### PROBLEM TO WORK ON:
Any picture among the records should be left out, please; retype the rest exactly.

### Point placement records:

_ _ _ _

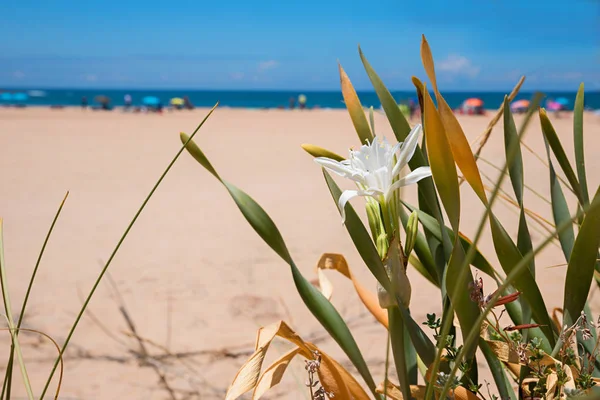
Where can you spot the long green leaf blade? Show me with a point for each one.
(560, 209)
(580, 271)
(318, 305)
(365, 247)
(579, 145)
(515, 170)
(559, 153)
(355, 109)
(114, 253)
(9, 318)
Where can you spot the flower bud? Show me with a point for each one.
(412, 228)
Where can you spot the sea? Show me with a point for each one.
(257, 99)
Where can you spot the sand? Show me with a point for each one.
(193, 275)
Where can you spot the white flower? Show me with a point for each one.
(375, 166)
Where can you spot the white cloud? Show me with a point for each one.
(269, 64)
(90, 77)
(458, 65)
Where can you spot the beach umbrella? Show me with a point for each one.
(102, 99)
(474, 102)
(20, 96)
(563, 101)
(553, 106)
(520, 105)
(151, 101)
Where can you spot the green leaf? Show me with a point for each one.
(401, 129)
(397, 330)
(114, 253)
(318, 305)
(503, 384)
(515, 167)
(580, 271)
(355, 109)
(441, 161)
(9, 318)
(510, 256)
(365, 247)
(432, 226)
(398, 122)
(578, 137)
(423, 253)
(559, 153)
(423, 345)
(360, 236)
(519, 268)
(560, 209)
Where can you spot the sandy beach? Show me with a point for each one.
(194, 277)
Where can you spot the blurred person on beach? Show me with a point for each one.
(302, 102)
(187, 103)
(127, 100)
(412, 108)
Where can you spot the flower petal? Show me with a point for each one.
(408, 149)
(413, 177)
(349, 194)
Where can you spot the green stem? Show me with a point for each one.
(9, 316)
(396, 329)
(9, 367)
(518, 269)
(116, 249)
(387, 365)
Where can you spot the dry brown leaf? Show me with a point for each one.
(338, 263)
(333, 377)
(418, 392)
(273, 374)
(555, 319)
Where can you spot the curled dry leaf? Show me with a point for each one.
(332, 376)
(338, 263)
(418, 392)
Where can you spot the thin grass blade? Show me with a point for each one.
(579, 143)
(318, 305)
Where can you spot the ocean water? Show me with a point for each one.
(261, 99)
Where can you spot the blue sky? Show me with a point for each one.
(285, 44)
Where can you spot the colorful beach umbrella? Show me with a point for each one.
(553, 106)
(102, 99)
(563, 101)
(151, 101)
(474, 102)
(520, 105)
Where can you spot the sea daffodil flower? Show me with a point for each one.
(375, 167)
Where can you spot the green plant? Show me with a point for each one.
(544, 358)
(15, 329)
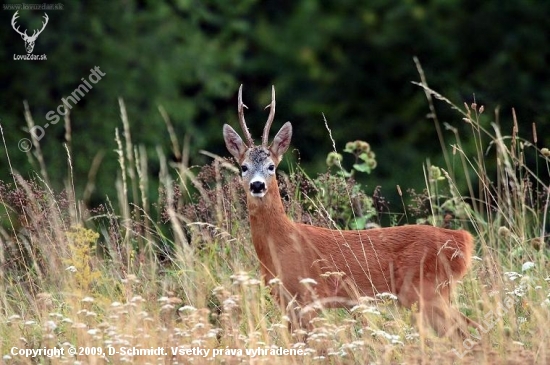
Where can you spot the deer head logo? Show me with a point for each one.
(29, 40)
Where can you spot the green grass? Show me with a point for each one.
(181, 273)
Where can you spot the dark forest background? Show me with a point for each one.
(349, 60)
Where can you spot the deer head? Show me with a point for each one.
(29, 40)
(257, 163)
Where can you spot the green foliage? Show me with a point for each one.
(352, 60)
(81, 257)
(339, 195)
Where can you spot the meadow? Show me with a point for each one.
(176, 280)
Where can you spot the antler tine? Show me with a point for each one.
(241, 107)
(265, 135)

_ _ _ _

### OUTPUT OF THE TASK:
Where can you spot the long green leaf blade? Show me with a point for each one.
(560, 209)
(580, 271)
(318, 305)
(365, 247)
(579, 145)
(515, 170)
(559, 153)
(355, 109)
(114, 253)
(9, 318)
Where can you spot the flower bud? Show me with a point for each one.
(412, 228)
Where can you spot the sea? Show me with a point for each one.
(257, 99)
Where can you spot the sand? Show me with a point for each one.
(193, 275)
Where can you spot the white flower? Show me with a point for each one.
(375, 166)
Where can you spot the white cloud? Show me with a point for each one.
(269, 64)
(90, 77)
(458, 65)
Where can you spot the beach umbrella? Show me with a point for each one.
(102, 99)
(474, 102)
(20, 96)
(563, 101)
(553, 106)
(520, 105)
(151, 101)
Where can you spot the green leaf? Show me with a point for each one.
(401, 129)
(397, 330)
(114, 253)
(318, 305)
(503, 384)
(515, 167)
(580, 271)
(355, 109)
(441, 161)
(9, 318)
(510, 256)
(365, 247)
(432, 226)
(398, 122)
(578, 137)
(423, 253)
(559, 153)
(423, 345)
(360, 236)
(519, 268)
(560, 209)
Where can you spot the sandy beach? Show me with a point for each one.
(194, 277)
Where can you spot the blurred person on beach? Show me with a point for each one.
(302, 102)
(187, 103)
(127, 100)
(412, 108)
Where can you spot the flower petal? Show me with a point for each one.
(408, 149)
(413, 177)
(349, 194)
Where can you spot the green stem? Show me with a point for each one.
(9, 316)
(396, 329)
(9, 367)
(518, 269)
(116, 249)
(387, 365)
Where can you spot the dry brown leaf? Show me with a point for each one.
(338, 263)
(333, 377)
(418, 392)
(273, 374)
(555, 319)
Where can you spot the curled dry leaf? Show me with a point for each one.
(332, 376)
(338, 263)
(418, 392)
Where can you spot the thin grass blade? Show me with a point for each one.
(579, 143)
(318, 305)
Where can you spot the ocean water? Show me with a point for each one.
(261, 99)
Where can you spot the blue sky? Show me with a point for each one.
(285, 44)
Where can you spot the colorful beach umbrella? Show me with a point for each one.
(553, 106)
(102, 99)
(563, 101)
(151, 101)
(474, 102)
(520, 105)
Where can you spot the sea daffodil flower? Show me with a point for each one.
(375, 167)
Where can you spot the green plant? Show me with a point for each one.
(544, 358)
(15, 329)
Where can you spot the deer head logo? Show me with a point for each one.
(29, 40)
Where can you spot the green grass? Show me with a point for each one.
(181, 273)
Where can you spot the dark forest background? Show me with a point for each one.
(349, 60)
Where can you spot the deer head? Show me with a point for each one.
(29, 40)
(257, 163)
Where can you spot the green foliage? Show me with a point for each one.
(352, 60)
(81, 257)
(339, 195)
Where can you spot the meadow? Show me with a point for each one.
(176, 280)
Where can you spot the antler tine? Show me with a point for each one.
(241, 107)
(265, 135)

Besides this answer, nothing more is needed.